>> BEGIN DATASET EXCERPTS
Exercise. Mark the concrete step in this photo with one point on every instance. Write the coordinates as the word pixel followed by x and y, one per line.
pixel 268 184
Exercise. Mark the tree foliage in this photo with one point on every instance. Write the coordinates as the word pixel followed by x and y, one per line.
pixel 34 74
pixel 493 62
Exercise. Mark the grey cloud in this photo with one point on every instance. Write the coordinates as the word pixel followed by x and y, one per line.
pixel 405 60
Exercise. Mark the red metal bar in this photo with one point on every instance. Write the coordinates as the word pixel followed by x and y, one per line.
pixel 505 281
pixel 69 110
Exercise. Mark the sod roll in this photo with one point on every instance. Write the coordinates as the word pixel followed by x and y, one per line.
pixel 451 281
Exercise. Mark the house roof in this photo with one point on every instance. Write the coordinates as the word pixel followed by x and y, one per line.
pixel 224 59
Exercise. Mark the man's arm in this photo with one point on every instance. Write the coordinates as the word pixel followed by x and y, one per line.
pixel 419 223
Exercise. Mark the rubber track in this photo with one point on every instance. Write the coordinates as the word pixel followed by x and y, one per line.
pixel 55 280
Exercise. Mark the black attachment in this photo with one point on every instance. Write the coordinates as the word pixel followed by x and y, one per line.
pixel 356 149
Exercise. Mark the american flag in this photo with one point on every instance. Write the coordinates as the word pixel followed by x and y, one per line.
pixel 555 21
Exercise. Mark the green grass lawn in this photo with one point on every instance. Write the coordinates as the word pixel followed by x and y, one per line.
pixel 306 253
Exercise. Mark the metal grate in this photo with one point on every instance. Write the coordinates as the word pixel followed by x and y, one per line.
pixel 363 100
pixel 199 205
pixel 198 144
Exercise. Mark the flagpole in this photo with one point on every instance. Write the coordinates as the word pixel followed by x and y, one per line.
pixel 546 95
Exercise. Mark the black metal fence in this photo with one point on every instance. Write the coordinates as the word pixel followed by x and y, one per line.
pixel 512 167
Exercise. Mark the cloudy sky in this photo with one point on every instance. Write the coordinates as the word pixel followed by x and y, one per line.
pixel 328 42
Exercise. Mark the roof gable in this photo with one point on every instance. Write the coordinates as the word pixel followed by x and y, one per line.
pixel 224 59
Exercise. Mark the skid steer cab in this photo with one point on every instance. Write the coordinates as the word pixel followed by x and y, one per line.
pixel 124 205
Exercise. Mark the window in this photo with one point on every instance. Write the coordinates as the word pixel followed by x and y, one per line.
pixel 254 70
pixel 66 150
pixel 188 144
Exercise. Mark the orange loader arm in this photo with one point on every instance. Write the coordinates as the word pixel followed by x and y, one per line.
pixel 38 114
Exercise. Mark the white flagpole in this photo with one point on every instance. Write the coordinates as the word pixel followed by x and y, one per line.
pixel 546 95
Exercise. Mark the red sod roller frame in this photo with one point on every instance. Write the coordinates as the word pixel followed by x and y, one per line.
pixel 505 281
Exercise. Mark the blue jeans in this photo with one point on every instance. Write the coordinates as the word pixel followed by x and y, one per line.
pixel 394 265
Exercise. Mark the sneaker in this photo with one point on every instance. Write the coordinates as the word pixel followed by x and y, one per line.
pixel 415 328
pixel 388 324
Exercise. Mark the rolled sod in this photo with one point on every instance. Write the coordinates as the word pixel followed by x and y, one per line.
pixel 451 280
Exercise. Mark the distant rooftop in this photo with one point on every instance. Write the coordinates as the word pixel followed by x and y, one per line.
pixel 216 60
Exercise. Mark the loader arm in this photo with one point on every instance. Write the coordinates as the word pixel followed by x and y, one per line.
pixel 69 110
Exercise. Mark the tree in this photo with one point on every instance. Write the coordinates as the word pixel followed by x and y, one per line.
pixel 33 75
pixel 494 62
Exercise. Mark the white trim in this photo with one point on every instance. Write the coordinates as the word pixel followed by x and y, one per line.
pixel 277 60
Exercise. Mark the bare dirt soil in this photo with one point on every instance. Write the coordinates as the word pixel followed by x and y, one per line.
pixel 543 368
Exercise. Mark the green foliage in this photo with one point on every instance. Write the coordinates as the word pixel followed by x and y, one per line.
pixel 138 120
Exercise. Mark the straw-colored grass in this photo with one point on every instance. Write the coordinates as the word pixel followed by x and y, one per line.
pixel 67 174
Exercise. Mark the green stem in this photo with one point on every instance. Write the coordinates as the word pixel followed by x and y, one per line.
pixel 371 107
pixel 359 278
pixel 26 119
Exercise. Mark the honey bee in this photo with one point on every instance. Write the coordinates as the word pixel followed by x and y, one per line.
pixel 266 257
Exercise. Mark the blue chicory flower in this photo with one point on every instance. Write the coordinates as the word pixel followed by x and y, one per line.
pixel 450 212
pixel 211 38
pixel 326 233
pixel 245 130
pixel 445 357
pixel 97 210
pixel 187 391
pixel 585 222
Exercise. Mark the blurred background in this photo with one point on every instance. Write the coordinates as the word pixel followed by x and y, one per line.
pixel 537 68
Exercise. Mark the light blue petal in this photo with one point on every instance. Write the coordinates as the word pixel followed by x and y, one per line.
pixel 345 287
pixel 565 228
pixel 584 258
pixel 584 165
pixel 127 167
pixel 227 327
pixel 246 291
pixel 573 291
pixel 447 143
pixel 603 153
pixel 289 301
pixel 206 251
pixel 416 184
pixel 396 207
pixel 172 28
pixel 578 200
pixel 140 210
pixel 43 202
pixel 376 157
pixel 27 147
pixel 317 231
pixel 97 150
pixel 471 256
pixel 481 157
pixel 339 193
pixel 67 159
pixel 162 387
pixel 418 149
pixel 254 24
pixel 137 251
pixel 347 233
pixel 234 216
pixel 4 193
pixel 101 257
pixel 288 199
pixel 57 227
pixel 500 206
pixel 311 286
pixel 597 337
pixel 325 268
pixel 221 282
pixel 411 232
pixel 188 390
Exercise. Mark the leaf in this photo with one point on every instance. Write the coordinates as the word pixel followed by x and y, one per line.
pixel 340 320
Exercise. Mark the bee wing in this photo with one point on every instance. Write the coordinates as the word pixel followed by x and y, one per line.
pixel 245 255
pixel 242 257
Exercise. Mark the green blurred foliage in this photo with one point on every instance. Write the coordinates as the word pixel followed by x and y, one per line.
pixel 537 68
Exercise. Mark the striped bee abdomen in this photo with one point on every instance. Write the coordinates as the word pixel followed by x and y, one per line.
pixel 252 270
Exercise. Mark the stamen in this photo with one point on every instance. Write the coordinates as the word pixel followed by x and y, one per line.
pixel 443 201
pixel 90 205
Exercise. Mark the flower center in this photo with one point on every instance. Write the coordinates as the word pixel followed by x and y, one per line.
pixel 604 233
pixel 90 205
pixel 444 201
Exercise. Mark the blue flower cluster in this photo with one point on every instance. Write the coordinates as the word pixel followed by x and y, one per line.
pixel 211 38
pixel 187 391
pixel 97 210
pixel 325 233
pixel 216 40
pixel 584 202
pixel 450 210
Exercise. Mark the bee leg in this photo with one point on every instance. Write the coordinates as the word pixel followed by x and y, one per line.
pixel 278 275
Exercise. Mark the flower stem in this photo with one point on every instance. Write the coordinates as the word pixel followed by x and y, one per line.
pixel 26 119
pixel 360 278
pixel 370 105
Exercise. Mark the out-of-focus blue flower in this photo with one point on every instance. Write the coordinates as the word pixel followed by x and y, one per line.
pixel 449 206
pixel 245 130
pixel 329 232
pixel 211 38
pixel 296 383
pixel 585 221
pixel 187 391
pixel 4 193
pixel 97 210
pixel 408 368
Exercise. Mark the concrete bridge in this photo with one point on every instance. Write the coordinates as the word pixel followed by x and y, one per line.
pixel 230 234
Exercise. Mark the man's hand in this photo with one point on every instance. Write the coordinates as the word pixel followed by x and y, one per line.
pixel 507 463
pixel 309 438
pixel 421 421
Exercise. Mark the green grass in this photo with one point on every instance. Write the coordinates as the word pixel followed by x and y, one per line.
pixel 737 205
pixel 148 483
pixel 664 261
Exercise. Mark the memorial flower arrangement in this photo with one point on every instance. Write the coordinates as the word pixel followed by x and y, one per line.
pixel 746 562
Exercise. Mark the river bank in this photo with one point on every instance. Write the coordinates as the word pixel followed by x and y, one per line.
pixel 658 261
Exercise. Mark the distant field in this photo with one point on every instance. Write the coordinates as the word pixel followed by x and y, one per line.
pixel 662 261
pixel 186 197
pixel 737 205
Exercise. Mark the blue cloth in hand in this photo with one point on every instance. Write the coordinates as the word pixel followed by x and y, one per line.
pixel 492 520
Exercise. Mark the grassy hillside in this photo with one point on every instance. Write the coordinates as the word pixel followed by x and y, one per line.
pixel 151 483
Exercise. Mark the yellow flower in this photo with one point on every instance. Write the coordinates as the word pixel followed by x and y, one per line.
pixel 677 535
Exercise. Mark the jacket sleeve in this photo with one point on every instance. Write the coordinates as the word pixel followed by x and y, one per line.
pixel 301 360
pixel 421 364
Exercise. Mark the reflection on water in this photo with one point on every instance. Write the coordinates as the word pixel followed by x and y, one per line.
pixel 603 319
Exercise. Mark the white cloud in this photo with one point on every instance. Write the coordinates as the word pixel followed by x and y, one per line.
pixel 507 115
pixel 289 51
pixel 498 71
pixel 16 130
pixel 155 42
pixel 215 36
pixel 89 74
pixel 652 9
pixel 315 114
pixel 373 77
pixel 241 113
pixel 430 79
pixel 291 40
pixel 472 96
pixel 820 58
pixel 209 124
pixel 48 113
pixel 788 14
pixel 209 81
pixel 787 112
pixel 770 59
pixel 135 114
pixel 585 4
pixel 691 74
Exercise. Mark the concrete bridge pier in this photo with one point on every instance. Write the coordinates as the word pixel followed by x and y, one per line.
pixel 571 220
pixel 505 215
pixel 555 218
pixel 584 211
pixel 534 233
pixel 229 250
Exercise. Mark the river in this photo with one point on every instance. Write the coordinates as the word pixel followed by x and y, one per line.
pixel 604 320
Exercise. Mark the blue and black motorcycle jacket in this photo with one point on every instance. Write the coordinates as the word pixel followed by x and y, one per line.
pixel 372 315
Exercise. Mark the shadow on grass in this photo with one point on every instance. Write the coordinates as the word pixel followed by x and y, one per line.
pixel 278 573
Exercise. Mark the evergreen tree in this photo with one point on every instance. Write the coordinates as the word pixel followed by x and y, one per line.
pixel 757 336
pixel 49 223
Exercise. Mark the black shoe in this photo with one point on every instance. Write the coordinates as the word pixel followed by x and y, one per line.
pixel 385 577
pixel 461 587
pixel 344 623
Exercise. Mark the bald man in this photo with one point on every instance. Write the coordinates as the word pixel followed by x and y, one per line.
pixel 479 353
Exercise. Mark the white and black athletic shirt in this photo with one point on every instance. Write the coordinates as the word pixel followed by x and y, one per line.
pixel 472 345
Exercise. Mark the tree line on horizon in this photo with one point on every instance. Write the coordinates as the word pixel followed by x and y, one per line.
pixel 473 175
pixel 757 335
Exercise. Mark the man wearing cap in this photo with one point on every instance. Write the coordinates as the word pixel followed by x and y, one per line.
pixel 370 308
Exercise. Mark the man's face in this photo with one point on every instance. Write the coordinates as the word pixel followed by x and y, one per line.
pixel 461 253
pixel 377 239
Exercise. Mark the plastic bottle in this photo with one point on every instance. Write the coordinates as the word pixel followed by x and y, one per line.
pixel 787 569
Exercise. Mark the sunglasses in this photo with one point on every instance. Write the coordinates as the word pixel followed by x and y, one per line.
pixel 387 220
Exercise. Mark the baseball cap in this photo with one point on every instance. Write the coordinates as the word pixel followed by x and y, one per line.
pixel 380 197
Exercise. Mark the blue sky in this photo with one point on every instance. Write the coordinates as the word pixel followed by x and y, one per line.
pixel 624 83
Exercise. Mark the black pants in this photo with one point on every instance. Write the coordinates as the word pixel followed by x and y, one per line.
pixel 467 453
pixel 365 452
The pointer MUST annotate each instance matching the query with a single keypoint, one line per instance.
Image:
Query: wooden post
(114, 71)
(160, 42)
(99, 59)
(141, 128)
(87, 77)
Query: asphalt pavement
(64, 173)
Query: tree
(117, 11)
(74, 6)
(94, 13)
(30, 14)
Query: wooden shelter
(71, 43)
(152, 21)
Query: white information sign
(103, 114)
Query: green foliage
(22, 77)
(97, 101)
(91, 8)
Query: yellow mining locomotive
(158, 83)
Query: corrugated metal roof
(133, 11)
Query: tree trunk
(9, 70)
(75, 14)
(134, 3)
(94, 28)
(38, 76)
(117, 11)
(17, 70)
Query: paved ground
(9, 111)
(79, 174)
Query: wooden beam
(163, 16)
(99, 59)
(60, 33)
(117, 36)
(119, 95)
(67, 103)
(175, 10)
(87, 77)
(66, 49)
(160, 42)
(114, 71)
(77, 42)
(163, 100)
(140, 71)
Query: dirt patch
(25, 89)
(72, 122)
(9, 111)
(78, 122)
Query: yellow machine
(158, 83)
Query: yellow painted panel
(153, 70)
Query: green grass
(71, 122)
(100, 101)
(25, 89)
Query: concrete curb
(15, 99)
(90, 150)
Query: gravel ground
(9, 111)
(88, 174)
>> END DATASET EXCERPTS
STATED GOAL: Quote only the lines from the line containing "Query: white information sign" through the end of the listing, please, keeping both the first and the last line.

THE COMPLETED TASK:
Query: white information sign
(103, 114)
Query: green foliage
(22, 77)
(97, 101)
(91, 8)
Query: yellow mining locomotive
(158, 83)
Query: corrugated metal roof
(133, 11)
Query: tree trunk
(9, 70)
(75, 14)
(134, 3)
(94, 28)
(38, 76)
(117, 11)
(17, 70)
Query: paved ground
(9, 111)
(79, 174)
Query: wooden beam
(163, 16)
(99, 59)
(60, 33)
(117, 36)
(119, 95)
(67, 103)
(175, 10)
(87, 77)
(66, 49)
(160, 42)
(114, 71)
(77, 42)
(163, 100)
(140, 71)
Query: dirt patch
(25, 89)
(72, 122)
(9, 111)
(78, 122)
Query: yellow machine
(158, 83)
Query: yellow painted panel
(153, 70)
Query: green grass
(71, 122)
(100, 101)
(25, 89)
Query: concrete curb
(15, 99)
(90, 150)
Query: gravel ground
(9, 111)
(88, 174)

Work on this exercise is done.